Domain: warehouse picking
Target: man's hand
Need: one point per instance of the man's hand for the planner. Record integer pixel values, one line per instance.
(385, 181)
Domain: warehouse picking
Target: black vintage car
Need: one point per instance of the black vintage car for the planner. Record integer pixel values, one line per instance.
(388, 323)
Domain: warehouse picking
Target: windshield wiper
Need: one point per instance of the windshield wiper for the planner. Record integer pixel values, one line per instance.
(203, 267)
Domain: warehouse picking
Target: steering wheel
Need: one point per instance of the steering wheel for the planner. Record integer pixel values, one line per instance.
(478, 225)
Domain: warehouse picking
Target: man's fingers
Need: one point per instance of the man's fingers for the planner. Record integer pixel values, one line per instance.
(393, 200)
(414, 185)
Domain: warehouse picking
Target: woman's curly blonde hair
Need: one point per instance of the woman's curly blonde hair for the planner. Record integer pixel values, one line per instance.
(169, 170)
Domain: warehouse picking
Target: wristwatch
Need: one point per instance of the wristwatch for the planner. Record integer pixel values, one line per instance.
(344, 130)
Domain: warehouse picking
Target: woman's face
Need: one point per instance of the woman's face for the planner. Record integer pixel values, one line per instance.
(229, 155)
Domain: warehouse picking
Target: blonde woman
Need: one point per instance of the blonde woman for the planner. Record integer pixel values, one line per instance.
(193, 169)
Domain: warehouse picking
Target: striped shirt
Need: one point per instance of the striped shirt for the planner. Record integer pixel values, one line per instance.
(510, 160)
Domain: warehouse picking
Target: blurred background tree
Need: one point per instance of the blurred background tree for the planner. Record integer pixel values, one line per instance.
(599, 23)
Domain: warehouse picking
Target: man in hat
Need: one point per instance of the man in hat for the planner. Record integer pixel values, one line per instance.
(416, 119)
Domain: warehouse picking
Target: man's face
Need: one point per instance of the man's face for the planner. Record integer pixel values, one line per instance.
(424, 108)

————

Directions: All of the entries must be written out exactly as they stand.

Output for this exercise:
Domain: warehouse picking
Target: man's hand
Need: one point per instance of the man's hand for the planner. Record integer pixel values, one line per instance.
(385, 181)
Domain: warehouse picking
Target: black vintage car
Need: one point per instance of the black vintage car for the planner. Record integer pixel values, one line per instance.
(388, 323)
Domain: warehouse picking
Target: windshield wiper
Need: one point per instance of the windshield wiper for the planner. Record integer pixel values, one line per instance.
(203, 267)
Domain: warehouse picking
Target: steering wheel
Need: one point per instance of the steering wheel for the planner. Record integer pixel values, one line per instance.
(478, 225)
Domain: warehouse picking
Target: man's fingers
Need: one point per instance of the man's fingers for the planner. Record integer pixel values, one line per instance.
(393, 200)
(414, 185)
Domain: warehouse picking
Target: woman's curly blonde hair
Need: one point per instance of the woman's curly blonde hair for the planner. Record integer pixel values, one line per instance.
(169, 170)
Domain: warehouse picking
Target: wristwatch
Need: one point per instance of the wristwatch for the planner. Record integer pixel values, one line per instance.
(344, 130)
Domain: warehouse picking
Target: woman's face
Need: one point per instance of the woman's face for the planner. Record integer pixel values, one line per instance.
(229, 155)
Domain: warehouse picking
Target: blonde woman
Need: one point per instance of the blonde woman for the planner. Record integer pixel values, one line per instance.
(193, 169)
Domain: warehouse picking
Target: striped shirt
Need: one point per instance of the striped shirt for the planner. Record integer pixel values, one line per instance.
(510, 160)
Domain: warehouse picking
Target: blurred background tree
Need: one point per instance of the blurred background tree for the planner. Record integer pixel values, one line per instance.
(599, 23)
Domain: warehouse picking
Target: man in hat
Need: one point per instance of the man in hat for the planner. Record integer pixel values, one line per instance.
(416, 119)
Domain: warehouse picking
Target: man's face
Need: one point per instance of the man's face for the planner. Record integer pixel values, one line per instance.
(424, 108)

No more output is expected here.